→ Work item
Find "Each instance of the date" in the data below; transcribe the line it appears on and each line after it, exactly, to the end, and nothing else.

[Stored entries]
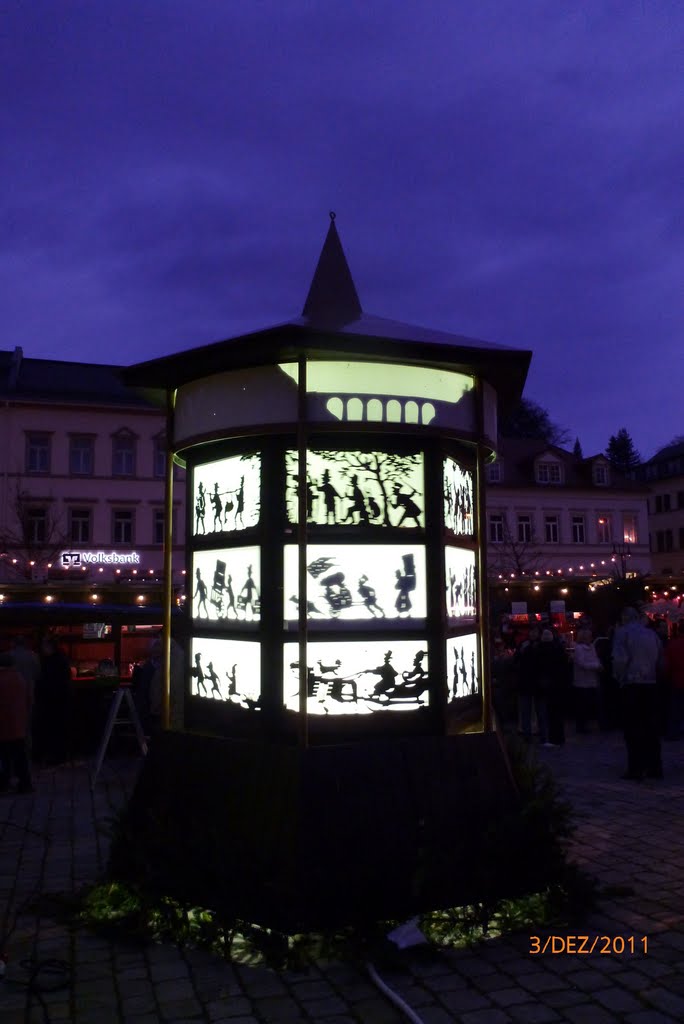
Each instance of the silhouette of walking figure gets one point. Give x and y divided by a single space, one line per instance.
387 675
198 673
329 497
217 504
201 593
370 600
200 509
404 501
405 582
210 674
357 503
229 597
249 594
240 506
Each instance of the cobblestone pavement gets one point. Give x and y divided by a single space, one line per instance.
630 836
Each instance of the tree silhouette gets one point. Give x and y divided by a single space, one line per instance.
622 453
527 420
514 556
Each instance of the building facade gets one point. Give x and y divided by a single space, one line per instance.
82 484
664 474
554 517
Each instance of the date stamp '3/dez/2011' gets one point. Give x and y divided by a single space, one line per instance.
585 944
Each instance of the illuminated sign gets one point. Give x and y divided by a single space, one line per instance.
75 559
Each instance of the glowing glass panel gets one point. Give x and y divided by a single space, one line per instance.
238 397
226 670
459 505
226 585
461 583
463 667
336 377
226 495
352 582
348 678
371 488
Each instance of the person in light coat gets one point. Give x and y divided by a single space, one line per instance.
586 680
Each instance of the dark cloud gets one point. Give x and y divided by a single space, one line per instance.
502 169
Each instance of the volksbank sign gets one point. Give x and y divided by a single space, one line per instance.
76 559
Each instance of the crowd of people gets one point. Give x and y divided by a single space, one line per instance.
630 677
37 708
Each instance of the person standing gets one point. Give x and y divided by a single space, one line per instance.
52 708
552 672
14 721
637 657
586 677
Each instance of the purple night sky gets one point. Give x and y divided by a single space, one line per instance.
508 169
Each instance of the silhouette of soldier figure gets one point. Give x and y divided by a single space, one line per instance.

→ Exercise answer
Each instance of the date stamp '3/dez/2011' gets one point. Give x and y divided by a single space, one line per instance.
585 944
Each instance of the illuminated sign gets one point. Give x and y divided by a single space, one line per instance.
75 559
Each instance of the glowing glass panel gets one point. Give x and y divided by a single space, one line per instance.
238 397
226 670
459 505
226 585
461 583
463 667
336 377
226 495
352 582
348 678
371 488
Each instance of the person in light coat gets one point. Give x and y divided by a single space, one line per instance.
586 680
Each instance of the dark cloud gets one point. Give x and y divided by a single space, one line per instance.
502 169
Each instance of the volksbank sign gets one point. Give x and y divided by a single space, one line per instance.
76 559
Each instance of the crowd of people gets one point. Give x and y divided by a single space, one line per instance.
630 677
37 708
Each instance of the person standing gets one point. Give x and y divided by a single space, one line per instance.
52 708
552 672
14 721
637 657
586 677
Each instance of the purple night sky gets one point. Give x and y divided by a single space, one line per instance.
508 169
Each instance of the silhouette of soldier figure gets one point. Give x and y divided by a single space, one line per instance.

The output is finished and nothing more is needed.